Letairis Warnings and Precautions
If you have kidney disease or are breastfeeding, tell your healthcare provider before undergoing treatment with Letairis. This drug may not be suitable for everyone, so before starting treatment, be sure you understand the drug's safety precautions and warnings. Letairis should be avoided by women who are pregnant and people with idiopathic pulmonary fibrosis or certain allergies.
- A lung disease known as idiopathic pulmonary fibrosis (scarring of the lungs)
- Kidney disease, such as kidney failure (renal failure)
- Liver disease, such as hepatitis, cirrhosis, or liver failure
- Heart disease, such as heart failure
- Swelling in the arms, hands, legs, ankles, or feet (edema)
- Any allergies, including to foods, dyes, or preservatives.
Also, let your healthcare provider know if you are:
- Pregnant or thinking of becoming pregnant
You should also tell your healthcare provider about all other medications you are taking, including prescription and nonprescription medicines, vitamins, and herbal supplements.
Some warnings and precautions to be aware of prior to taking this drug include the following:
- Because Letairis increases the risk for birth defects, it is only available through a restricted program that helps ensure the medicine is used safely. You, your healthcare provider, and the pharmacy that sends you the medicine must be enrolled in this program. Your healthcare provider will describe the risks and benefits of Letairis treatment with you and enroll you in the program, as long as you agree to follow the instructions for using Letairis. You will need to be re-enrolled each year of your treatment.
- This medicine can cause swelling of the hands, legs, ankles, and feet. This is known medically as peripheral edema. In some cases, the edema may be severe enough to require medical treatment or even a hospital stay. Let your healthcare provider know if you experience any swelling of your body or develop sudden, unexplained weight gain. Your healthcare provider will evaluate you to determine whether Letairis or something else is the cause.

** Listed records **

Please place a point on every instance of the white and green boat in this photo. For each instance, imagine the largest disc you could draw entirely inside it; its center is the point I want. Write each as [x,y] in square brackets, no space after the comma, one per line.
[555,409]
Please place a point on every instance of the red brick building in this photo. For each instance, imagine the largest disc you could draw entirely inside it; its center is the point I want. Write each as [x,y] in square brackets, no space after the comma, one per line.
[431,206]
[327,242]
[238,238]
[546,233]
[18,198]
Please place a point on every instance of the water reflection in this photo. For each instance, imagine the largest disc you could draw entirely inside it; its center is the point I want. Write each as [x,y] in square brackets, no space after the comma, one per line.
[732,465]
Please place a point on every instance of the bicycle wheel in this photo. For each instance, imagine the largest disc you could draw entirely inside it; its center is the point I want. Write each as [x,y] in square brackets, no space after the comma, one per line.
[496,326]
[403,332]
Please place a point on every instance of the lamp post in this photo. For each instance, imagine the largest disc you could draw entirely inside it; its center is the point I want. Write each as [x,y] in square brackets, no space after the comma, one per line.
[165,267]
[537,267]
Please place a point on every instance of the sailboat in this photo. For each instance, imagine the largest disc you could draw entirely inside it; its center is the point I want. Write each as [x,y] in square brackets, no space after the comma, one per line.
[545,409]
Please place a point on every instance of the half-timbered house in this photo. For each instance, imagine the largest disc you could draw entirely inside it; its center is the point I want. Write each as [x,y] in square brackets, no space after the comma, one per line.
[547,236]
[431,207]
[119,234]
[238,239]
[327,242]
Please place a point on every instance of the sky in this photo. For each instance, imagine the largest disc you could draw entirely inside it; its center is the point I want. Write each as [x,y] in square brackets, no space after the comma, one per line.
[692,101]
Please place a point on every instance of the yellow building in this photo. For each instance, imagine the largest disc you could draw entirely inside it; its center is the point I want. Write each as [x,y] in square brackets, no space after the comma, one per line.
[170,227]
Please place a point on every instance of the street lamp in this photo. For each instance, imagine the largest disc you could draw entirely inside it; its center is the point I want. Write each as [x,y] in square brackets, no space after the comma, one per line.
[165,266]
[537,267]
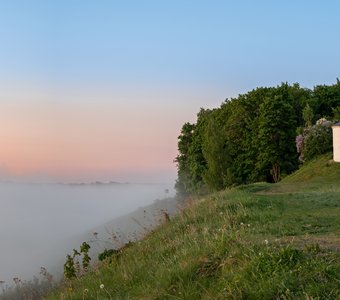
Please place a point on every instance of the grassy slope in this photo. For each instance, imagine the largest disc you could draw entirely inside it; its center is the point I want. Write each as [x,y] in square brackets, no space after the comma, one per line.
[259,241]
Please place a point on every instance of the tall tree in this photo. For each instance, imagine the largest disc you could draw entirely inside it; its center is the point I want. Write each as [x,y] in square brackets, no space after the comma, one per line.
[276,137]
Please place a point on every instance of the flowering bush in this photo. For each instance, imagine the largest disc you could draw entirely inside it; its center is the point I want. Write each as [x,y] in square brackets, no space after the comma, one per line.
[314,140]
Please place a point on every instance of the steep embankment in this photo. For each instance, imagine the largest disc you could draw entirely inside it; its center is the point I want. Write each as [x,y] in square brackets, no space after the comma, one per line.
[259,241]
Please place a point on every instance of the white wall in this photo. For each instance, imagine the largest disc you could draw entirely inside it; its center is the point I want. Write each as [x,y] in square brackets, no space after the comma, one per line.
[336,143]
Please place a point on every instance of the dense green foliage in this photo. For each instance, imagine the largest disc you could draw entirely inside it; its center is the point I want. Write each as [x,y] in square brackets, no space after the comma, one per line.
[257,241]
[252,137]
[315,140]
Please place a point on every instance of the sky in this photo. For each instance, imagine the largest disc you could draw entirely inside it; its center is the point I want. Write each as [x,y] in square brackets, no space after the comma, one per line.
[99,90]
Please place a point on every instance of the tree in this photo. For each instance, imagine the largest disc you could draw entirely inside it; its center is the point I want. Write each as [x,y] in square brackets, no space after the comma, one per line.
[276,137]
[307,115]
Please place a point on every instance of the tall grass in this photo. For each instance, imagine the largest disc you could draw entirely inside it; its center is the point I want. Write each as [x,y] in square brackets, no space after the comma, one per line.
[259,241]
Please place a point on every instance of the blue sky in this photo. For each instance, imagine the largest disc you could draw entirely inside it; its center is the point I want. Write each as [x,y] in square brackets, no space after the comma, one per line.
[161,57]
[236,44]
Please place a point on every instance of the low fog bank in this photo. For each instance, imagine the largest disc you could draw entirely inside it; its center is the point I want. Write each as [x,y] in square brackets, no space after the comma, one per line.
[128,228]
[41,224]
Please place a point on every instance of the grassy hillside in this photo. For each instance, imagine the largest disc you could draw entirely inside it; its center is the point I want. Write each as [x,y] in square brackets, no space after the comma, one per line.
[259,241]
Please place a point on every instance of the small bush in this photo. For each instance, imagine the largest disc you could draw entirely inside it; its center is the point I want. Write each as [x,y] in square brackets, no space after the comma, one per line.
[315,140]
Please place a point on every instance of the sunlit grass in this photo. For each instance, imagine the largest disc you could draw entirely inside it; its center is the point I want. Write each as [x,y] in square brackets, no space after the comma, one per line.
[260,241]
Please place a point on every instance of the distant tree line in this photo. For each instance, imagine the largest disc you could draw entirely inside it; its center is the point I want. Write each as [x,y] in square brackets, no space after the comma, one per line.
[252,137]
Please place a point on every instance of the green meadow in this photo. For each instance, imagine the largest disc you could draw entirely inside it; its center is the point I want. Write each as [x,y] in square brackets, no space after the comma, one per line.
[258,241]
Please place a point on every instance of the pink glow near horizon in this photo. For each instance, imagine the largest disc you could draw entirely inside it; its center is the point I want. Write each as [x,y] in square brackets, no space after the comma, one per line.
[91,135]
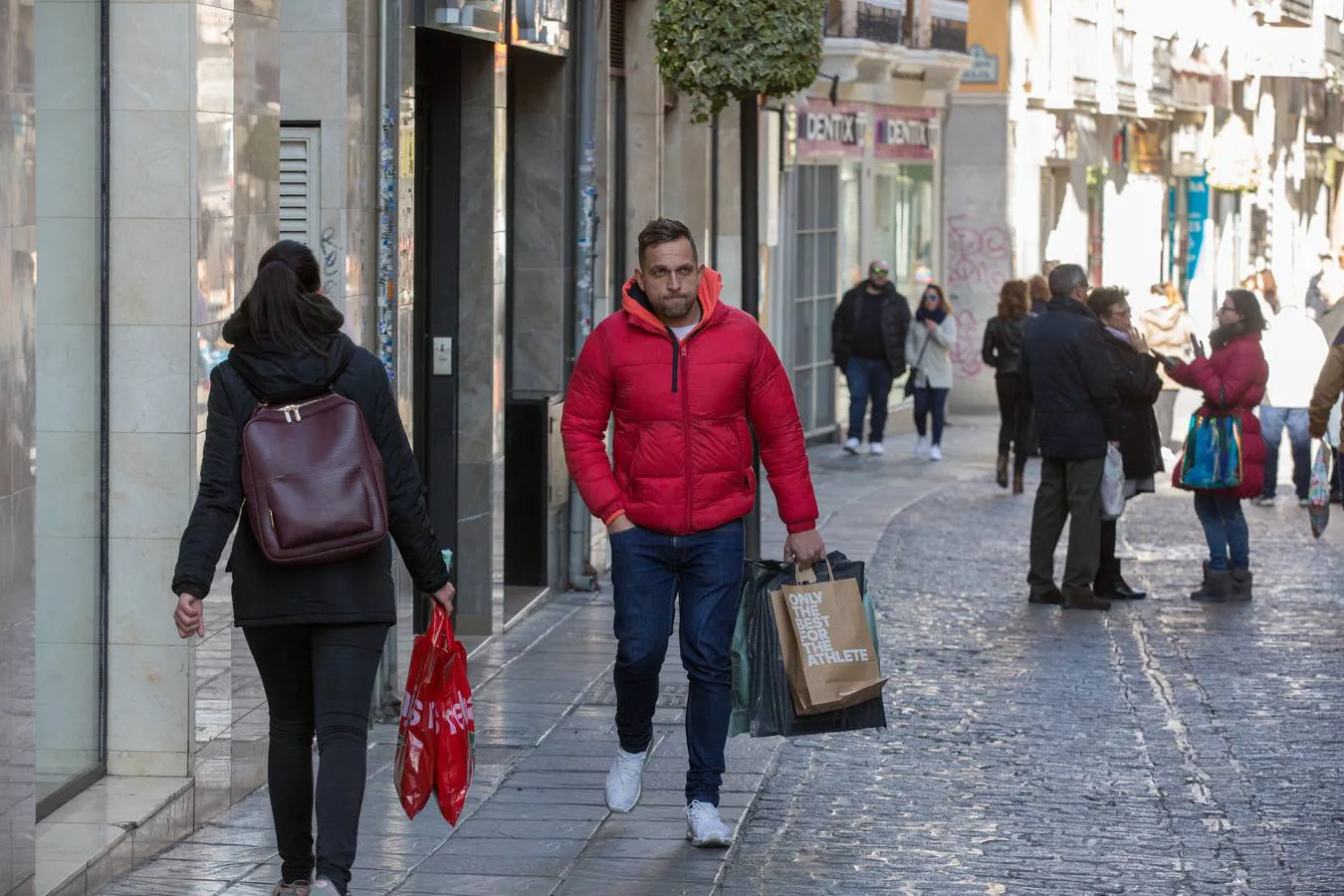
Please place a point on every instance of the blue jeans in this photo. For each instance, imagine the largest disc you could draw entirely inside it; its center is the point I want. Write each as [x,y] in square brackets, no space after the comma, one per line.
[870,379]
[934,400]
[1273,419]
[649,571]
[1225,530]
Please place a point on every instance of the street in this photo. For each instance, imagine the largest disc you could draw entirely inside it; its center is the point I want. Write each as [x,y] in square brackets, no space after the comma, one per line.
[1166,747]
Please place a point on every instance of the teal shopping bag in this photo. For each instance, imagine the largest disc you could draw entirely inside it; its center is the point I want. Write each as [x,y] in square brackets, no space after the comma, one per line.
[1213,457]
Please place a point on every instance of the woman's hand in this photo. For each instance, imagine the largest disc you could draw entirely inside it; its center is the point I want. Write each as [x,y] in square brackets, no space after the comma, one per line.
[190,615]
[444,596]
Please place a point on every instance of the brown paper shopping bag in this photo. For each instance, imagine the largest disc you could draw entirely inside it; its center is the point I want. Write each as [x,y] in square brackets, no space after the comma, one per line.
[826,644]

** Task prompt **
Continue the Letairis warnings text from its last sentence.

** Response to this task **
- Some people who are diagnosed with pulmonary arterial hypertension may have pulmonary veno-occlusive disease, a rare form of high blood pressure in the lungs. Let your healthcare provider know if you develop signs of pulmonary veno-occlusive disease, such as a cough, shortness of breath, or fatigue. Letairis should not be used in people with this condition.
- If you are a male, you should know that Letairis may decrease your sperm count, which could affect your ability to father a child. Talk to your healthcare provider if this is a concern for you.
- Letairis may cause anemia (low levels of red blood cells), which can occur as early as the first few weeks of treatment and can become severe enough to require a blood transfusion. Your healthcare provider will order blood tests to check for anemia before you start Letairis and periodically during treatment.
- Medications like Letairis have been reported to cause liver problems. Let your healthcare provider know if you develop any signs of liver problems during Letairis treatment, such as:
- Nausea and vomiting
- Upper-right abdominal (stomach) pain
- Yellowing of the skin or whites of the eyes (jaundice)
- Constant fatigue or tiredness
- Dark urine
- Loss of appetite.
- Letairis may react with at least one other medication (see Letairis Drug Interactions).
- Letairis is a pregnancy Category X medication, which means it is not safe for use in women who are pregnant (see Letairis and Pregnancy).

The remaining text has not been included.